The sheriff said Gilkey shot Mohler first, then ordered Sowers to leave. He said Gilkey then shot his son and again ordered Sowers to leave, before shooting Cherry.

Hocking County coroner David Cummin said eight or nine gunshots were fired during what autopsies confirm was a triple homicide followed by the assailant's suicide.

He said Mohler died from two close-range gunshot wounds to the head and Leroy Gilkey was killed next with three close-range gunshot wounds to the head. Cherry then suffered a gunshot wound to the chest from an undetermined distance and a close-range gunshot wound to the head.

Paul Gilkey shot himself in the chest.

Cummin said Leroy Gilkey also had a possible fourth injury that penetrated his right hand.

Mohler had been employed for more than a decade at the Walmart in Logan, where she worked in the bakery, Walmart spokeswoman Ashley Hardie said. Employees there were grieving and extending their condolences to Mohler's loved ones Tuesday, Hardie said.

A sobbing Sowers described in a nearly hour-long 911 call how Paul Gilkey shot his son, Sowers' brother, after repeatedly warning Sowers to duck.

"He tried to shoot my brother, and my brother was hiding behind me. And then he kept telling me to 'Duck! Duck! Duck!'" Sowers said on the call.

Then Paul Gilkey "walked up to me and held the gun over my head and squeezed the trigger, and my brother went down on the ground," Sowers said. "And then he walked over to my aunt and shot her."

Sowers, 36, fled the house and drove up the road seeking a cellphone signal to call for help.

"He let me leave because I have kids," Sowers says on the 911 call.

After Gilkey shot himself, his body stayed upright, and in the darkness police couldn't tell if he was alive, North said. That led to concerns about a hostage situation, although that wasn't the case.

Deputies who stormed the home around 9 p.m. found Paul Gilkey dead on the front porch and the three other bodies on the living room floor, North said.

The house sits at the end of a gravel lane amid rolling, wooded hills dotted with farmland near Logan, 50 miles southeast of Columbus.

Records from a data source:
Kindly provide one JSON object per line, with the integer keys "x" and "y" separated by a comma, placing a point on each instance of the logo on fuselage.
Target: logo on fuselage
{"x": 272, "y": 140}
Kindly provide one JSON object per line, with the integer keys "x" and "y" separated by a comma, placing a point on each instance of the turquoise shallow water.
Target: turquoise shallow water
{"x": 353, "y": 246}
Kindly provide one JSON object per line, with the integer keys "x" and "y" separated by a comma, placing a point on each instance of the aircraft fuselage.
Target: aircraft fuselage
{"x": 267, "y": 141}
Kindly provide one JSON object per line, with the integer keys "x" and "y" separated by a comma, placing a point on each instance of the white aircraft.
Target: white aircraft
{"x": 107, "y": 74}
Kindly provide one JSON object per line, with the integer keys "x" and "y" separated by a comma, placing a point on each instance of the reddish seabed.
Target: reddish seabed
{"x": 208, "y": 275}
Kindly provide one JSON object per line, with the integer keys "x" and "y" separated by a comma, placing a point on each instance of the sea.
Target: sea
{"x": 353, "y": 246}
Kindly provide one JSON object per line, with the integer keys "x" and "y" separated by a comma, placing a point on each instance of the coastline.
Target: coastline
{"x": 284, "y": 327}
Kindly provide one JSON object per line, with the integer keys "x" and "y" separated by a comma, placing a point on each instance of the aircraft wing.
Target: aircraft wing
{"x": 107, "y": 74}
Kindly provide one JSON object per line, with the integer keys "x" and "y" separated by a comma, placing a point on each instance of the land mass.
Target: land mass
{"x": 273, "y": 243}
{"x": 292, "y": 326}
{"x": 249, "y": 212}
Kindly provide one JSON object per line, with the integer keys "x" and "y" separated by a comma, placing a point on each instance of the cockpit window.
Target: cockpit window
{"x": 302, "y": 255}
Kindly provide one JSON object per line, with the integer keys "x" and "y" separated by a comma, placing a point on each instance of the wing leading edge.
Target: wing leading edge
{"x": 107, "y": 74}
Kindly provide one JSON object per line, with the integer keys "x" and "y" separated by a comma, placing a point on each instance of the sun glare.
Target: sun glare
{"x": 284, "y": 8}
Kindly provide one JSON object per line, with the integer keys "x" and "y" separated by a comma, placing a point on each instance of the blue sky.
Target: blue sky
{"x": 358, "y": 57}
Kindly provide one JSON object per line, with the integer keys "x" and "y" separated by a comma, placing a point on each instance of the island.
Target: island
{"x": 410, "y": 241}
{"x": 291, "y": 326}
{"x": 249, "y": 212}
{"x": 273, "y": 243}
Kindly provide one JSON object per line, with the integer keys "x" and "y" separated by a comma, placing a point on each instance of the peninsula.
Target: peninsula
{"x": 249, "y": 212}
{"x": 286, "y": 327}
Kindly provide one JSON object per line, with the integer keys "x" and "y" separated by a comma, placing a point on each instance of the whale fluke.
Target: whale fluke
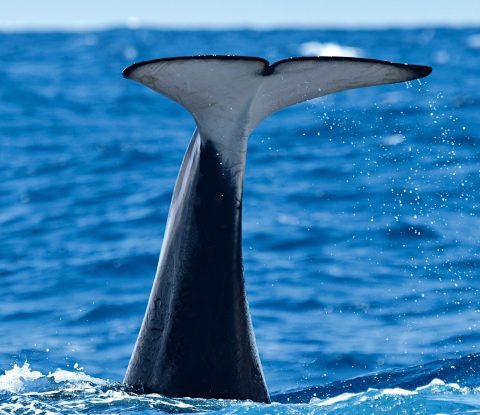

(Work task): Repeat word for word the stretch of the shooting article from "Cummin said Leroy" through "Sowers to duck.".

(Answer space):
Cummin said Leroy Gilkey also had a possible fourth injury that penetrated his right hand.

Mohler had been employed for more than a decade at the Walmart in Logan, where she worked in the bakery, Walmart spokeswoman Ashley Hardie said. Employees there were grieving and extending their condolences to Mohler's loved ones Tuesday, Hardie said.

A sobbing Sowers described in a nearly hour-long 911 call how Paul Gilkey shot his son, Sowers' brother, after repeatedly warning Sowers to duck.